**Work task:** Once the line with "positive clicks: (391, 132)" is found in the entries below, print it and each following line exactly, stopping after the line with "132L396 151L415 146L411"; print nothing else.

· · · ·

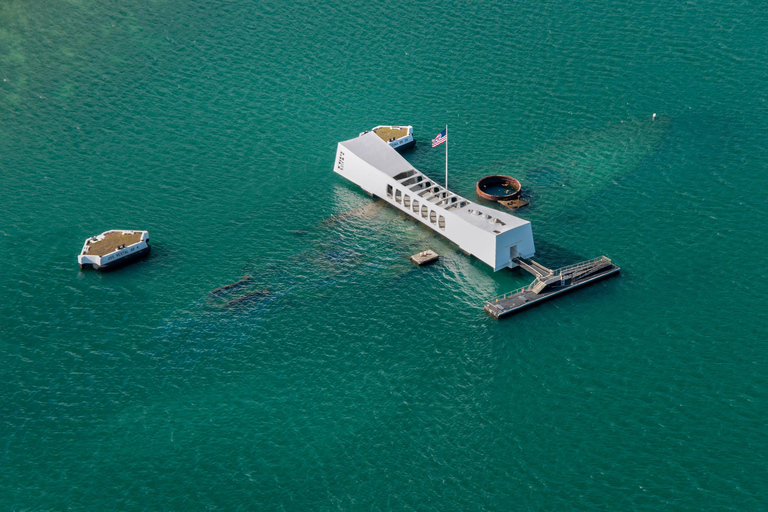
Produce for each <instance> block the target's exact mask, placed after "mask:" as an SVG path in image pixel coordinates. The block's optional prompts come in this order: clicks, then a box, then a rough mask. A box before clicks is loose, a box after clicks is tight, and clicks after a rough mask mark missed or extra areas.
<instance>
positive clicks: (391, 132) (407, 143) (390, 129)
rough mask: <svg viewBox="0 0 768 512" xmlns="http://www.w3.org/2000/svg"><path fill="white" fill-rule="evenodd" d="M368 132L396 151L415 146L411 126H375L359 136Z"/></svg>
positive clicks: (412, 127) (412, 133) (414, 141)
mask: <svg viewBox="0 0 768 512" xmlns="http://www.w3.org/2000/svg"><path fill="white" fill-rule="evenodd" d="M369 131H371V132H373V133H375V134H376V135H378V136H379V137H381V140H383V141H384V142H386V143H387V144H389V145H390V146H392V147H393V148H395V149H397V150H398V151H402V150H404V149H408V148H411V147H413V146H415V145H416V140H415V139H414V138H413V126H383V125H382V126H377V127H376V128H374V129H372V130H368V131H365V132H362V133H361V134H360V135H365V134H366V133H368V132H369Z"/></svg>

· · · ·

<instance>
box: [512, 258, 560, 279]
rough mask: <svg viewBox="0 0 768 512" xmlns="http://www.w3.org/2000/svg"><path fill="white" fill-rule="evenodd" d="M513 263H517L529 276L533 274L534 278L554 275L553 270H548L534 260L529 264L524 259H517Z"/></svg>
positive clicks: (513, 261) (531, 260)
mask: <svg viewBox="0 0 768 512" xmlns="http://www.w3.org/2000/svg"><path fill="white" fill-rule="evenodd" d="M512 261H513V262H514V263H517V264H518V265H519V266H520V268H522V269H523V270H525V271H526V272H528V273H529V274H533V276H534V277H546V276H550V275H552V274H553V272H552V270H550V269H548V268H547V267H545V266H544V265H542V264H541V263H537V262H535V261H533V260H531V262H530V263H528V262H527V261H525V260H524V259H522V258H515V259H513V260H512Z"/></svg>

· · · ·

**Written reply:**
positive clicks: (391, 132) (407, 143) (390, 129)
rough mask: <svg viewBox="0 0 768 512" xmlns="http://www.w3.org/2000/svg"><path fill="white" fill-rule="evenodd" d="M368 132L396 151L415 146L411 126H375L359 136Z"/></svg>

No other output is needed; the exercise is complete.